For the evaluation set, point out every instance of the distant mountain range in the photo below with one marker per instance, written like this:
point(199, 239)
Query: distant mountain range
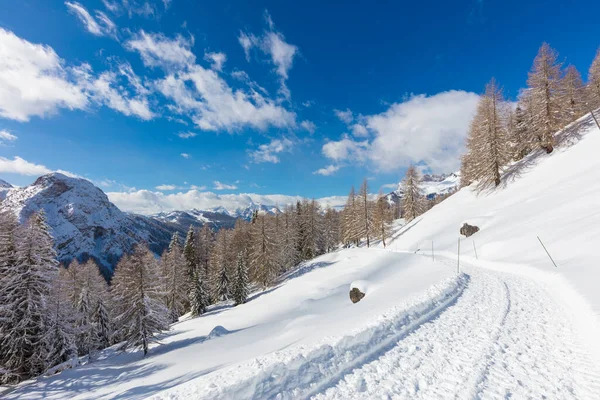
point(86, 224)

...

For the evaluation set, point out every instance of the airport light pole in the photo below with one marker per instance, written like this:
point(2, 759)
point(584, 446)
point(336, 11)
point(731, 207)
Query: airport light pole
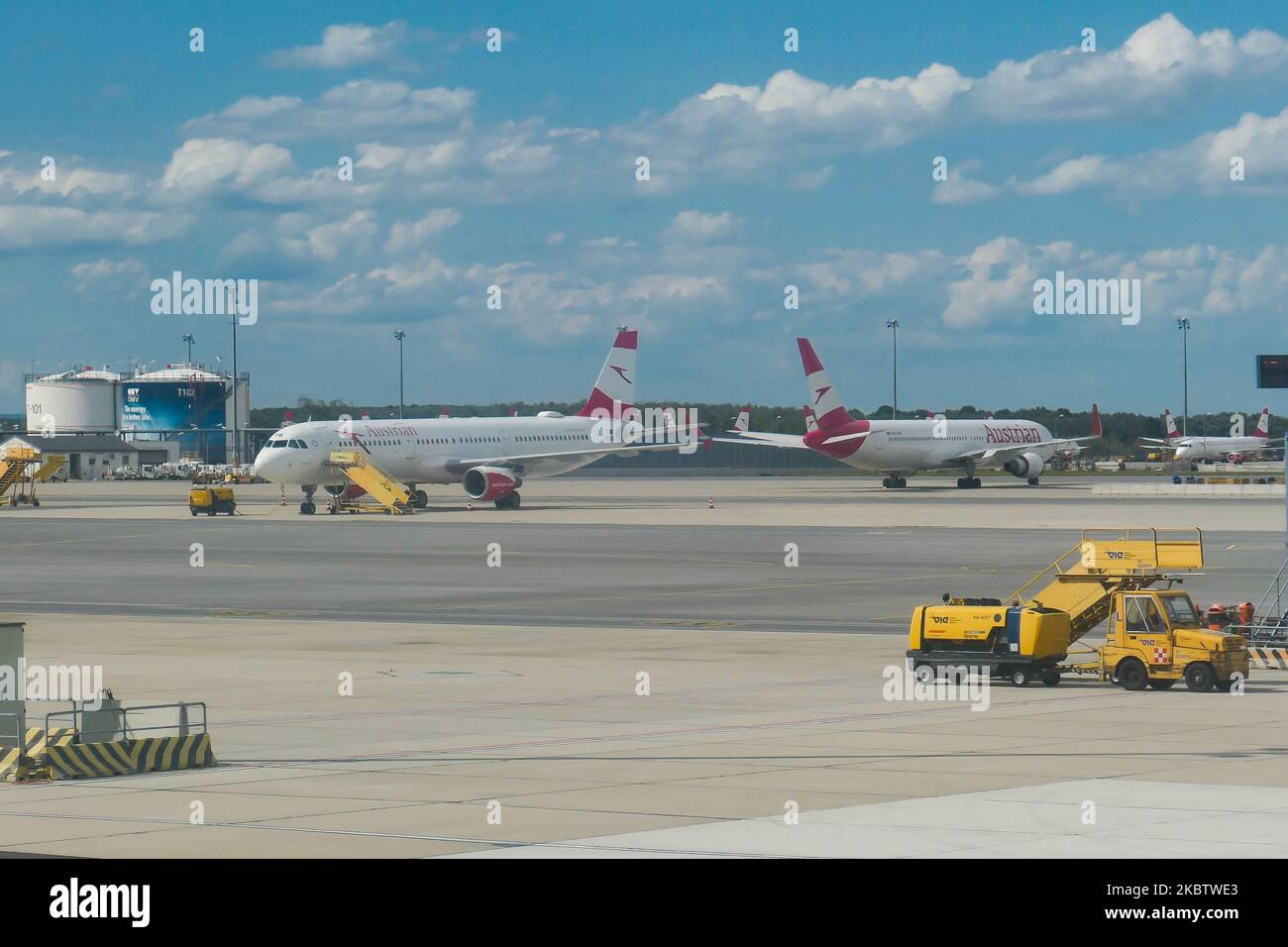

--

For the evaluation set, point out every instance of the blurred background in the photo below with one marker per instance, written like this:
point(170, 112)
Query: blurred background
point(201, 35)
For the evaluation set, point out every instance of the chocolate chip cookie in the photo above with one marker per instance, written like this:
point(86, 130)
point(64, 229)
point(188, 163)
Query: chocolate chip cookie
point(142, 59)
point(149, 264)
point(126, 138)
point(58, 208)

Do this:
Reproduce the part of the records that opens with the line containing "For the evaluation set, point out every instance of the blurred" and closes with the line containing "point(58, 208)", adding 139 to each coordinate in the answer points. Copy the requests unchanged, including the coordinates in their format samples.

Reply:
For the evaluation set, point out every instance of the blurred background in the photo below with one marker per instance, written like this:
point(170, 112)
Query: blurred background
point(340, 174)
For the evaluation set, point out every instance of the chocolate chip cookie in the photo above with one marker per instance, written like this:
point(86, 130)
point(64, 229)
point(188, 163)
Query: chocolate chip cookie
point(281, 198)
point(288, 403)
point(265, 277)
point(197, 347)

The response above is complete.